Excerpts of location labeling data
-=-=-=-=-

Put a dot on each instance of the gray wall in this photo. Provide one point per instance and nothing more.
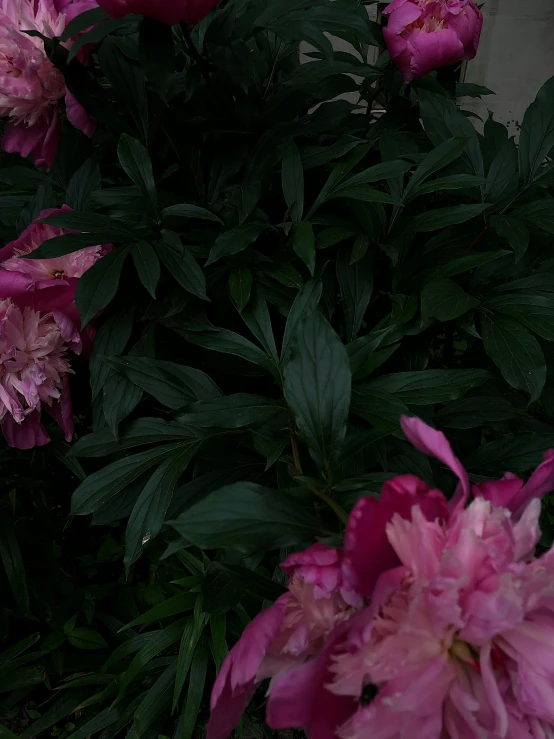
(515, 57)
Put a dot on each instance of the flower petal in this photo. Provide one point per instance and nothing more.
(236, 681)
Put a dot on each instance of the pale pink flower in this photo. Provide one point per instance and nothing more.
(424, 35)
(48, 285)
(30, 86)
(33, 371)
(291, 632)
(465, 646)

-=-=-=-=-

**Exercise directions:** Express the lines of the records above as a JSON list of strings, one string per line, leaving out blank lines and the pictures.

**The response:**
[
  "Put a dot on each instance of the gray wall in this photo. Provide one point per instance and nothing more.",
  "(515, 57)",
  "Put a dot on each instance of the flower petal in this photo. Provide one point per instance and nothing more.",
  "(236, 681)",
  "Put a dot on each instance of the pale pink flower in this photo. Provide one point per instance and nothing more.",
  "(424, 35)",
  "(48, 285)",
  "(30, 86)",
  "(33, 371)",
  "(291, 632)",
  "(465, 646)"
]